*** DATA SHOWN
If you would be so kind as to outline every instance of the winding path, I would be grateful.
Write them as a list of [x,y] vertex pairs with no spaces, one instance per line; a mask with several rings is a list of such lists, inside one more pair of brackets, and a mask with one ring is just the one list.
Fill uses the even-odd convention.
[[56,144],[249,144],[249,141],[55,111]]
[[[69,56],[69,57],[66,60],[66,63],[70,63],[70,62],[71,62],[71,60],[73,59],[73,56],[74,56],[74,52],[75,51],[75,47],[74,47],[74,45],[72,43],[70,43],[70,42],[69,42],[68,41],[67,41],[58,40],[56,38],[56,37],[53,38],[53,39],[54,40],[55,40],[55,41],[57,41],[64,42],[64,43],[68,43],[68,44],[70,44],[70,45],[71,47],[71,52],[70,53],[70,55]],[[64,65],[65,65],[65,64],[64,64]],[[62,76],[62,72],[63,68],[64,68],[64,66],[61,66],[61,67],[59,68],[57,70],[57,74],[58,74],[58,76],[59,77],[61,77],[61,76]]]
******
#### [YOUR OBJECTIVE]
Put each line of the material above into a Markdown table with the columns Row and Line, numbering the rows and leaving out any blank lines.

#### [ANSWER TO THE EXERCISE]
| Row | Line |
|---|---|
| 1 | If you would be so kind as to outline every instance of the winding path, I would be grateful. |
| 2 | Write them as a list of [x,y] vertex pairs with no spaces, one instance per line; a mask with several rings is a list of such lists, inside one more pair of brackets, and a mask with one ring is just the one list. |
| 3 | Fill uses the even-odd convention. |
| 4 | [[56,144],[249,144],[249,141],[55,111]] |
| 5 | [[[69,56],[69,57],[66,60],[66,63],[70,63],[70,62],[71,62],[71,60],[73,59],[73,56],[74,56],[74,52],[75,51],[75,47],[74,47],[74,45],[72,43],[70,43],[70,42],[69,42],[68,41],[67,41],[58,40],[56,38],[56,37],[53,38],[53,39],[54,40],[55,40],[55,41],[57,41],[64,42],[64,43],[68,43],[68,44],[70,44],[70,45],[71,47],[71,52],[70,53],[70,55]],[[64,65],[65,65],[65,64],[64,64]],[[62,76],[62,72],[63,68],[64,68],[64,66],[61,66],[61,67],[59,68],[57,70],[57,74],[58,74],[58,76],[59,77],[61,77],[61,76]]] |